Recorded data
··········
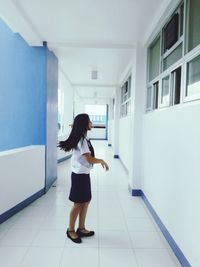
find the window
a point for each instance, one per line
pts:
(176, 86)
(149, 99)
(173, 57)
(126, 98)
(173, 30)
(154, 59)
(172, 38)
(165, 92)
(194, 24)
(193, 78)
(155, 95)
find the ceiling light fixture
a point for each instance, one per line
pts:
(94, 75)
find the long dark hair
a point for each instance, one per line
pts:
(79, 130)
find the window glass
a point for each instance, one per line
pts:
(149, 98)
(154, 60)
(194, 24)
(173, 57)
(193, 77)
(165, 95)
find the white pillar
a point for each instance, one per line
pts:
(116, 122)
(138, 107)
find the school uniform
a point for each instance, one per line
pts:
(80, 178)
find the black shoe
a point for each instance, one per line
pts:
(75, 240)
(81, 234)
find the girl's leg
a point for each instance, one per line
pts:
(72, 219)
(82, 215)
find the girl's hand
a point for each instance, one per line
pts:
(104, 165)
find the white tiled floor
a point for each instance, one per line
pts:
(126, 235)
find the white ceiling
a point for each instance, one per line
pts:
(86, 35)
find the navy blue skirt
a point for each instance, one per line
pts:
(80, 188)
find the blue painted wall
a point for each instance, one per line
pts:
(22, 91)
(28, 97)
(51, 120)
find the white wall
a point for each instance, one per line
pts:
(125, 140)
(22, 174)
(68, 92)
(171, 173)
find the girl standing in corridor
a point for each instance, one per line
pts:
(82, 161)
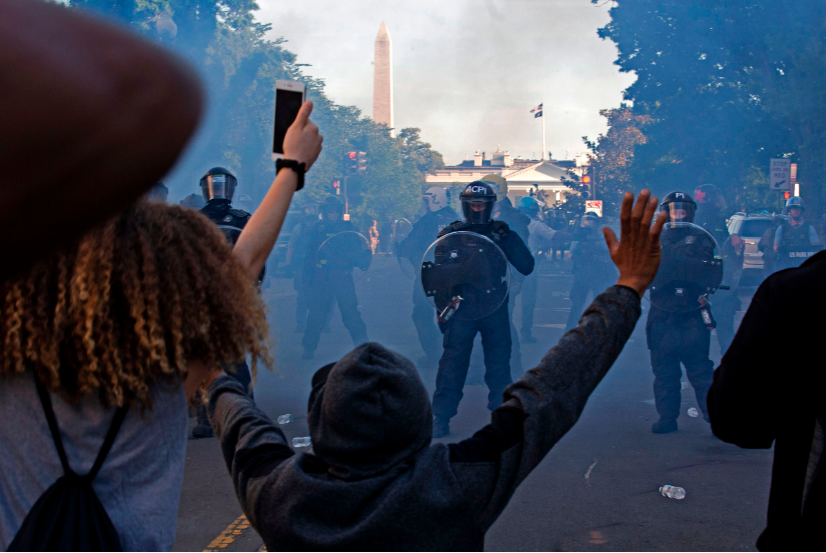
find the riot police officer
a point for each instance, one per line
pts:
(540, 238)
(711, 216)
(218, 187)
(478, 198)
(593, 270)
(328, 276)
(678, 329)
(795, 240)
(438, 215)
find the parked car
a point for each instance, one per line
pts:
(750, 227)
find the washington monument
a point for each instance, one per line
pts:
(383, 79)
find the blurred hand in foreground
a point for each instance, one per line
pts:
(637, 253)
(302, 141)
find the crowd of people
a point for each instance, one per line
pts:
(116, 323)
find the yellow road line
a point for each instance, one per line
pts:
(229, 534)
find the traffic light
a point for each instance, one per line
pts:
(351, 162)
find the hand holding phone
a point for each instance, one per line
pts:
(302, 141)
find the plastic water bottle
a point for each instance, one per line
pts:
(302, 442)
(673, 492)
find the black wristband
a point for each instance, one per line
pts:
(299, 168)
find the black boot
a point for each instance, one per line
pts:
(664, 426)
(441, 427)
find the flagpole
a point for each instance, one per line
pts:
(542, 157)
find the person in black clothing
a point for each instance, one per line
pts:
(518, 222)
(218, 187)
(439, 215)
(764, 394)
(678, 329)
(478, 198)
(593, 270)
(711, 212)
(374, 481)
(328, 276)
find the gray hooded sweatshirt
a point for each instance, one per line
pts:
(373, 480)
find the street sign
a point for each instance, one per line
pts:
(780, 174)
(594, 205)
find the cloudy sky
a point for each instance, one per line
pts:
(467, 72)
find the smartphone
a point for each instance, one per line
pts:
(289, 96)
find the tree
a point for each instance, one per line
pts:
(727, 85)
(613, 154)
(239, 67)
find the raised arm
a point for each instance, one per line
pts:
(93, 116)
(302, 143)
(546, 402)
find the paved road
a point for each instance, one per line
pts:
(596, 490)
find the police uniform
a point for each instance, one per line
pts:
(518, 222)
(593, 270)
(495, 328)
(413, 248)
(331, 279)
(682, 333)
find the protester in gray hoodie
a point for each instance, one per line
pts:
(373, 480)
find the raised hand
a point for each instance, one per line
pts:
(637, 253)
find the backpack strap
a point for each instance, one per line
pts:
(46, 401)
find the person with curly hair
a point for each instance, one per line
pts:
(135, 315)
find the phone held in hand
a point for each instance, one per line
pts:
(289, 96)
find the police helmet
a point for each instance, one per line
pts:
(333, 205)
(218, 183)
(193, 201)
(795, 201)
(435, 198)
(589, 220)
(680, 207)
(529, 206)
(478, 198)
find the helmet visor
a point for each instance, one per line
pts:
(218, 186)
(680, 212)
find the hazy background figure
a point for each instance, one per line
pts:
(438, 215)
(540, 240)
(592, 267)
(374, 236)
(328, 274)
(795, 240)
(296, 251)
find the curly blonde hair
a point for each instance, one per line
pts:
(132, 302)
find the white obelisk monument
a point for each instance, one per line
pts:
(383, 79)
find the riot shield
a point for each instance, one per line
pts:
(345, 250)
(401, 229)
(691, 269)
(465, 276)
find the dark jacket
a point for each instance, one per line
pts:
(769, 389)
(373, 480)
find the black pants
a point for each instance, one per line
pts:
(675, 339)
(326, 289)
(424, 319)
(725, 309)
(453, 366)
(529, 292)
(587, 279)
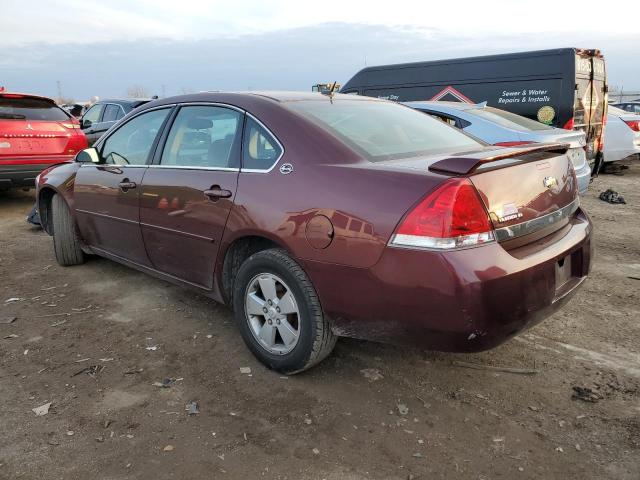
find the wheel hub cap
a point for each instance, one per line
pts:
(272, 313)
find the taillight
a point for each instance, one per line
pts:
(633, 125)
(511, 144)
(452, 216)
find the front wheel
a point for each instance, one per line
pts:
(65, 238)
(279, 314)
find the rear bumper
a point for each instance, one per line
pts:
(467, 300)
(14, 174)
··········
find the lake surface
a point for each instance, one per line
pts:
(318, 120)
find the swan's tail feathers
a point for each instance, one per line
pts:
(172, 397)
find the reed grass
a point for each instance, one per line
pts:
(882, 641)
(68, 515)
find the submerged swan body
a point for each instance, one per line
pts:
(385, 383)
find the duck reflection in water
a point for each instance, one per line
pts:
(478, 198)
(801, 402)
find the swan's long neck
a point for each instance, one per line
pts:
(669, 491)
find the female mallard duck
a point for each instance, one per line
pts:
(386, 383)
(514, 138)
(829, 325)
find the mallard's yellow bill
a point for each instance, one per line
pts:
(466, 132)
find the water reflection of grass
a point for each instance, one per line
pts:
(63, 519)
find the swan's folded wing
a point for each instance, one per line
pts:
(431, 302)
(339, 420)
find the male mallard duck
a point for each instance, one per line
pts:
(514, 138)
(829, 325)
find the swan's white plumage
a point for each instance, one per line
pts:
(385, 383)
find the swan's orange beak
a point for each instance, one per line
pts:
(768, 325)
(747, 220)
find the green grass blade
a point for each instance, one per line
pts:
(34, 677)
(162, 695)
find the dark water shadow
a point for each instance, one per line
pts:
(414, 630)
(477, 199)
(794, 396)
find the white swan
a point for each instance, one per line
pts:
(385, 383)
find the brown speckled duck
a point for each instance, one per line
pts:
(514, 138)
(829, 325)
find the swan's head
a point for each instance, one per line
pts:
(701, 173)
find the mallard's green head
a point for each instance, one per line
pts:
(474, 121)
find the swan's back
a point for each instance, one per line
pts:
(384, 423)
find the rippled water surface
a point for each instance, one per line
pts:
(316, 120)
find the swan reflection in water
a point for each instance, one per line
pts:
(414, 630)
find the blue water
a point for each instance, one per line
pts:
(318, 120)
··········
Show all lines from the records above where the word "green" occurs.

find the green grass blade
find the mallard's green head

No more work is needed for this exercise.